[Aim A]
Reproduce the timeline of Portuguese history word for word from "- March 11, A" to "and Mário Soares.".
[Aim B]
Extend the timeline of Portuguese history past its final entry.

[Page]
══════

= Timeline of Portuguese history (Third Republic) =

This is a historical timeline of Portugal.

==Third Republic: Democracy==
===1974===
- April 25, The Carnation Revolution puts an end to the authoritarian regime of Estado Novo. Prime-minister Marcello Caetano exiled to Brazil.

===1975===
- Independence is granted to all Portuguese colonies in Africa and independence is promised to East Timor.
- March 11, A right-wing coup fails: A turn to the left in the revolution happens and major industries and big properties are nationalized by government
- August 2, A meeting takes place in Haga (near Stockholm in Sweden) where the Committee for Friendship and Solidarity with Democracy and Socialism in Portugal is created. This Committee supported democratic trends in Portugal and opposed pro-soviet communist tendencies. In the meeting were present Olof Palme, Harold Wilson, Helmut Schmidt, Bruno Kreisky, Joop den Uyl, Trygve Bratteli, Anker Jørgensen, Yitzhak Rabin, Hans Janitschek, Willy Brandt, James Callaghan, François Mitterrand, Bettino Craxi and Mário Soares.

══════

[Supplied information]
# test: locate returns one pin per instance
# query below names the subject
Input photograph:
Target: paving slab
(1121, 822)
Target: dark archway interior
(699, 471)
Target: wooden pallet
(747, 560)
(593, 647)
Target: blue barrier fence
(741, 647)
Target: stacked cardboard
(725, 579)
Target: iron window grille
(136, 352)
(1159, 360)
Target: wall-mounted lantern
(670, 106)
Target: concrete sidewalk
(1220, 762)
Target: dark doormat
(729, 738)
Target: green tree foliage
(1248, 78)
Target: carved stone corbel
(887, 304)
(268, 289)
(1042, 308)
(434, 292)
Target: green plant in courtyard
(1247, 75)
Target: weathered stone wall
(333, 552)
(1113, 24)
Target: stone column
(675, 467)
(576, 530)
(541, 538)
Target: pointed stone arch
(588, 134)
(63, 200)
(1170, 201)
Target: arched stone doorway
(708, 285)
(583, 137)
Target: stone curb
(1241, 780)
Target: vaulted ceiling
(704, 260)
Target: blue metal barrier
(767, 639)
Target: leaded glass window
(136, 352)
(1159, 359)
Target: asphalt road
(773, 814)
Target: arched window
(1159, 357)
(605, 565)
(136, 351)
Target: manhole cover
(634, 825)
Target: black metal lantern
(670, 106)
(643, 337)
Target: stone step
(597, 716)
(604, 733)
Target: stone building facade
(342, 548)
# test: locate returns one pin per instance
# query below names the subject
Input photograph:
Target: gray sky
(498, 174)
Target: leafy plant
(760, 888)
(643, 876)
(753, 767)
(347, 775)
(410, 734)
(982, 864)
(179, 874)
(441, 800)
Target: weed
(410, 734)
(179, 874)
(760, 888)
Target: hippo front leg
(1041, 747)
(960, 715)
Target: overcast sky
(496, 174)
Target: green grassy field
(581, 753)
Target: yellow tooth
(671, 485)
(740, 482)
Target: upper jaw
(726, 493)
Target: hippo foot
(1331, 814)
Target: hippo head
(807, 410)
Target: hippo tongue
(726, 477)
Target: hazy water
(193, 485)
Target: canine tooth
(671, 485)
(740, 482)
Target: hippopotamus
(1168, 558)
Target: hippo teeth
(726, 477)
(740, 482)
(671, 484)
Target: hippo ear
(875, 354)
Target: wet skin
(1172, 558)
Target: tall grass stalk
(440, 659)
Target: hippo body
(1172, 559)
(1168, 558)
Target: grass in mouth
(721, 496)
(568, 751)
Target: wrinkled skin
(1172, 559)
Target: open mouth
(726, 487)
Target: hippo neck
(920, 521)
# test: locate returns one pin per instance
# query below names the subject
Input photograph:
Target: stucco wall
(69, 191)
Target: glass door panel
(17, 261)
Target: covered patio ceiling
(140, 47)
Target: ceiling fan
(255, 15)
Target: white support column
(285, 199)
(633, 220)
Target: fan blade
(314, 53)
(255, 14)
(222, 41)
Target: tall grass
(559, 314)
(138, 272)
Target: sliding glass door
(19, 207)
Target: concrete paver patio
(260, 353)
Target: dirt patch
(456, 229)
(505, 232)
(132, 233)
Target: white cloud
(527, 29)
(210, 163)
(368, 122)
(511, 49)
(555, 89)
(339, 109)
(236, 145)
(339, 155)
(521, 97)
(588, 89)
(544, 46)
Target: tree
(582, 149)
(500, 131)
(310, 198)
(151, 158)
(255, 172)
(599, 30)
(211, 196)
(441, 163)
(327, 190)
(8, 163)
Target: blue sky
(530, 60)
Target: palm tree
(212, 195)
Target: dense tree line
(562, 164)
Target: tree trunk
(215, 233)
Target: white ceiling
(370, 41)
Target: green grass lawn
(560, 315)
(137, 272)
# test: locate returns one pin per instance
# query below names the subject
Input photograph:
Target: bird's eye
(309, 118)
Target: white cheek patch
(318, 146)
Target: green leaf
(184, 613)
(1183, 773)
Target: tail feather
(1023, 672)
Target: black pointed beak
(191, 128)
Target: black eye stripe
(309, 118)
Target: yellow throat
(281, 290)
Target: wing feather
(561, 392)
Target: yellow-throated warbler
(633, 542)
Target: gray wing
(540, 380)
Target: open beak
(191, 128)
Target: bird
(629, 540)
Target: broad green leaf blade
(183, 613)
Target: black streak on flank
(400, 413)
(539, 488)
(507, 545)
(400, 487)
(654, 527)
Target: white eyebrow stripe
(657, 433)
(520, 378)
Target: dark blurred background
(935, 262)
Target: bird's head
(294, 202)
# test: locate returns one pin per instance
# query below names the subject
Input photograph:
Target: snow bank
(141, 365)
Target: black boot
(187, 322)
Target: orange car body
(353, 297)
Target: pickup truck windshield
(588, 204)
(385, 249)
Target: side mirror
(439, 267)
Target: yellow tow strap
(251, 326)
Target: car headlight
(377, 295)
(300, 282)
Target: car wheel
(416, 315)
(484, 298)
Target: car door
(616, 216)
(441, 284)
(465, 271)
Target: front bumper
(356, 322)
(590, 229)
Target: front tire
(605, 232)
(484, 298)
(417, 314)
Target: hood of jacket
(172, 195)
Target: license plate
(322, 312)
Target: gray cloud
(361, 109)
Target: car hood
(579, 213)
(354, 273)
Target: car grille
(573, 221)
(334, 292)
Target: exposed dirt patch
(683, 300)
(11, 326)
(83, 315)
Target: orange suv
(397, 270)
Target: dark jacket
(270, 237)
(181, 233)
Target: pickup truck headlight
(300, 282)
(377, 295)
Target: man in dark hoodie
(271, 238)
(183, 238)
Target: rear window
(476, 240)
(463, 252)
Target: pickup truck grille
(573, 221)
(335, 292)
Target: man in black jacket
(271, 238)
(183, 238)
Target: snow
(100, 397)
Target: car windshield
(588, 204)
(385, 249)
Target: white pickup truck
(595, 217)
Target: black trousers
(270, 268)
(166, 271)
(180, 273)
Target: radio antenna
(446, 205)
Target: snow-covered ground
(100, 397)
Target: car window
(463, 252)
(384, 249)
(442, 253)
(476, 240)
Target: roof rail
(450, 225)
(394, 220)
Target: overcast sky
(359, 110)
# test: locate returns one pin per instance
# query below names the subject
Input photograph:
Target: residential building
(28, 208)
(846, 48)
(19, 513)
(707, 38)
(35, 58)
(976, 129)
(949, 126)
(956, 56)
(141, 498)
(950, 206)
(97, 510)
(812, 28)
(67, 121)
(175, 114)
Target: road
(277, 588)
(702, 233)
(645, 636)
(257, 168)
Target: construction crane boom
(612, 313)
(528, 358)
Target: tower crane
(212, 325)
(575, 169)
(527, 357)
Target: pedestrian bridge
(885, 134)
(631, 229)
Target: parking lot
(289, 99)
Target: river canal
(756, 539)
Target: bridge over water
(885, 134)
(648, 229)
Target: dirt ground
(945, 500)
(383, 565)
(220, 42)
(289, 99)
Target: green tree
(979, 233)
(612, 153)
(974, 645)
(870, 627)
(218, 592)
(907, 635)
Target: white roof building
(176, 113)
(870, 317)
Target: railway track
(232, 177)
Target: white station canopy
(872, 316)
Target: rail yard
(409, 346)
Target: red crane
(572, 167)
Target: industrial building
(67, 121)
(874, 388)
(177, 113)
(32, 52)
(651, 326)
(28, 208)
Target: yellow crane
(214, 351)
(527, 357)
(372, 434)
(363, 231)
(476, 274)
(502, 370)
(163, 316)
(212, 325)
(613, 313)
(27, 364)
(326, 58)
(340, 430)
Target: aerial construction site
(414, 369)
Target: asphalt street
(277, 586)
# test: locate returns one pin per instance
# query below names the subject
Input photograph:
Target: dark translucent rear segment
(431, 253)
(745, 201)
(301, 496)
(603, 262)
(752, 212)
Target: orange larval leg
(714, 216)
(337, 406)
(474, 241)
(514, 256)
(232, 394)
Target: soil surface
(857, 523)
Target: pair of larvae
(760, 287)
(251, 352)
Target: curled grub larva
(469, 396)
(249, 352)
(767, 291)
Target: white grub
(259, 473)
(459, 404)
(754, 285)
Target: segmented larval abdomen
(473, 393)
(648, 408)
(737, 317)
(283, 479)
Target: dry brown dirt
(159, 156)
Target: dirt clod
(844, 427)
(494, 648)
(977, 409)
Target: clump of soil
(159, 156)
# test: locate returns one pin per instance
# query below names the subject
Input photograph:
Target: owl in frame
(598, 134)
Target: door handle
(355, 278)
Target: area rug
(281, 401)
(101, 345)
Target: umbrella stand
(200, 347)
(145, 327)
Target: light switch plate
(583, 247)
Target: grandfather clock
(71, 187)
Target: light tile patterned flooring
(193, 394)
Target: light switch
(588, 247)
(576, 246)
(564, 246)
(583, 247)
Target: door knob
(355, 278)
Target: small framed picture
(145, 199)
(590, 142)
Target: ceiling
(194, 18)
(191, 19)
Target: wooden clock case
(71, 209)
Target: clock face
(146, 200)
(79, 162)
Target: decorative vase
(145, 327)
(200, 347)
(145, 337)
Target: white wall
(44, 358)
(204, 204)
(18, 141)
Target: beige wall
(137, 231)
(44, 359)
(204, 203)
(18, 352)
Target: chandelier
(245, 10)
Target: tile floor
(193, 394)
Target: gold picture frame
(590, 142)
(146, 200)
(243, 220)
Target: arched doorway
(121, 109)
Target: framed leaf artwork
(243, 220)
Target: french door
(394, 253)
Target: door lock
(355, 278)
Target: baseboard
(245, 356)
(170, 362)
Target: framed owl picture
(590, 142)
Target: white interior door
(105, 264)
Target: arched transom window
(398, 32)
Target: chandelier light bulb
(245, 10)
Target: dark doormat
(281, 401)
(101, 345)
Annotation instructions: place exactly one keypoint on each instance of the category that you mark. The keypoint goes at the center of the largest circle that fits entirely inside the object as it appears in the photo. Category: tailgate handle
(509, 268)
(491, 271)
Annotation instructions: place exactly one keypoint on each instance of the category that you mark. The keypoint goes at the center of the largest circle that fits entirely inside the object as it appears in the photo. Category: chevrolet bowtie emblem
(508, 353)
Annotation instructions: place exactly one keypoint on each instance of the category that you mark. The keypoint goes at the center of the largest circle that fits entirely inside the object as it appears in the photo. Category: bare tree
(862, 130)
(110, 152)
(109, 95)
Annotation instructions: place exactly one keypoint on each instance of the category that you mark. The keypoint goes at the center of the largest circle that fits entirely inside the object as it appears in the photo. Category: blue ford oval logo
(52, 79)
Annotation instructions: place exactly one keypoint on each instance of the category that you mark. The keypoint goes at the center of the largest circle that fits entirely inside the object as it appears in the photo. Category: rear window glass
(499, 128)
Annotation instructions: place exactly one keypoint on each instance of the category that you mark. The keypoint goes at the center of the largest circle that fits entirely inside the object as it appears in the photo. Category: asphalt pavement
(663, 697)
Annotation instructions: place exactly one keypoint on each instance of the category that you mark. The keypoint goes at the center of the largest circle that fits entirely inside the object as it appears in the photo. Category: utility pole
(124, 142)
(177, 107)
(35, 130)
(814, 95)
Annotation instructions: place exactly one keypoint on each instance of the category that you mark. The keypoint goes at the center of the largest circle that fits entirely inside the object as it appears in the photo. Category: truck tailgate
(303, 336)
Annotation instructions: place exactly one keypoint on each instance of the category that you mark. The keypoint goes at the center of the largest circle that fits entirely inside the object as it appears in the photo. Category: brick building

══════

[Written reply A]
- March 11, A right-wing coup fails: A turn to the left in the revolution happens and major industries and big properties are nationalized by government
- August 2, A meeting takes place in Haga (near Stockholm in Sweden) where the Committee for Friendship and Solidarity with Democracy and Socialism in Portugal is created. This Committee supported democratic trends in Portugal and opposed pro-soviet communist tendencies. In the meeting were present Olof Palme, Harold Wilson, Helmut Schmidt, Bruno Kreisky, Joop den Uyl, Trygve Bratteli, Anker Jørgensen, Yitzhak Rabin, Hans Janitschek, Willy Brandt, James Callaghan, François Mitterrand, Bettino Craxi and Mário Soares.

[Written reply B]
- November 25, A coup removes far-left influence in politics
- December 7, East Timor is violently annexed by Indonesia

===1976===
- April 2, a new Constitution is approved. The Constitutional Assembly disestablishes itself.
- April 25, the Constitution of 1976 enters into force.
- November 19, Jaime Ornelas Camacho becomes the first President of the Regional Government of Madeira.

===1980===
- December 4, Prime minister Francisco Sá Carneiro and the Minister of Defence Amaro da Costa died in a plane crash, in strange circumstances.

===1984===
- Carlos Lopes wins the first Olympic gold medal for Portugal in the Los Angeles '84 marathon

===1986===

- January 1, Portugal becomes a member of the European Economic Community, today's European Union

===1998===
- Lisbon organizes the World's Fair Expo '98
- June 28, in the first Portuguese abortion referendum, the proposal to allow an abortion until 10 weeks of pregnancy is rejected by 50.91% of the voters. This is the first referendum in the history of the Portuguese democracy.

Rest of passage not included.